Text shown:
§
Skip to content

Latest commit

 

History

History
221 lines (163 loc) · 8.62 KB

README.md

File metadata and controls

221 lines (163 loc) · 8.62 KB

clj-cbor

CircleCI codecov cljdoc

This library is a native Clojure implementation of the Concise Binary Object Representation format specified in RFC 7049.

CBOR is a binary encoding with the goal of small code size, compact messages, and extensibility without the need for version negotiation. This makes it a good alternative to EDN for storing and transmitting Clojure data in a more compact form.

Installation

Library releases are published on Clojars. To use the latest version with Leiningen, add the following dependency to your project definition:

Clojars Project

Usage

The clj-cbor.core namespace contains the high-level encoding and decoding functions. The simplest way to use this library is to require it and call them directly with data:

=> (require '[clj-cbor.core :as cbor])

=> (cbor/encode [0 :foo/bar true {:x 'y} #{1/3} #"foo"])
; 0x8600D827683A666F6F2F626172F5A1D827623A78D8276179CD81D81E820103D82363666F6F

=> (cbor/decode *1)
[0 :foo/bar true {:x y} #{1/3} #"foo"]

With no extra arguments, encode and decode will make use of the default-codec, which comes loaded with read and write handler support for many Java and Clojure types (see the type extensions section below). Both functions accept an additional argument to specify the codec, should different behavior be desired.

=> (def codec (cbor/cbor-codec :canonical true))

=> (cbor/encode codec {:foo "bar", :baz 123})
; 0xA2D827643A666F6F63626172D827643A62617A187B

=> (cbor/decode codec *1)
{:foo "bar", :baz 123}

So far we haven't specified any outputs when encoding, so we've gotten a byte array back. The full form of encode takes three arguments: the codec, the output stream, and the value to encode.

=> (def out (java.io.ByteArrayOutputStream.))

=> (cbor/encode codec out :a)
5

=> (cbor/encode codec out 123)
2

=> (cbor/encode codec out true)
§
Recorded information:
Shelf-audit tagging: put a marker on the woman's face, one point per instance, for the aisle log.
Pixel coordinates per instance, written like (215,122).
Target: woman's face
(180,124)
§
Actions to take:
1 - Translate this sentence from the clj-cbor README into Spanish: "CBOR is a binary encoding with the goal of small code size, compact messages, and extensibility without the need for version negotiation."
2 - Retype the part of the clj-cbor README between "Library releases are" and "(require '[clj-cbor.core :as cbor])", inclusive.
3 - According to the clj-cbor README, what three arguments does the full form of encode take?

Answer list:
1 - CBOR es una codificación binaria cuyo objetivo es un tamaño de código pequeño, mensajes compactos y extensibilidad sin necesidad de negociar versiones.

2 -
Library releases are published on Clojars. To use the latest version with Leiningen, add the following dependency to your project definition:

Clojars Project

Usage

The clj-cbor.core namespace contains the high-level encoding and decoding functions. The simplest way to use this library is to require it and call them directly with data:

=> (require '[clj-cbor.core :as cbor])

3 -
- the codec
- the output stream
- the value to encode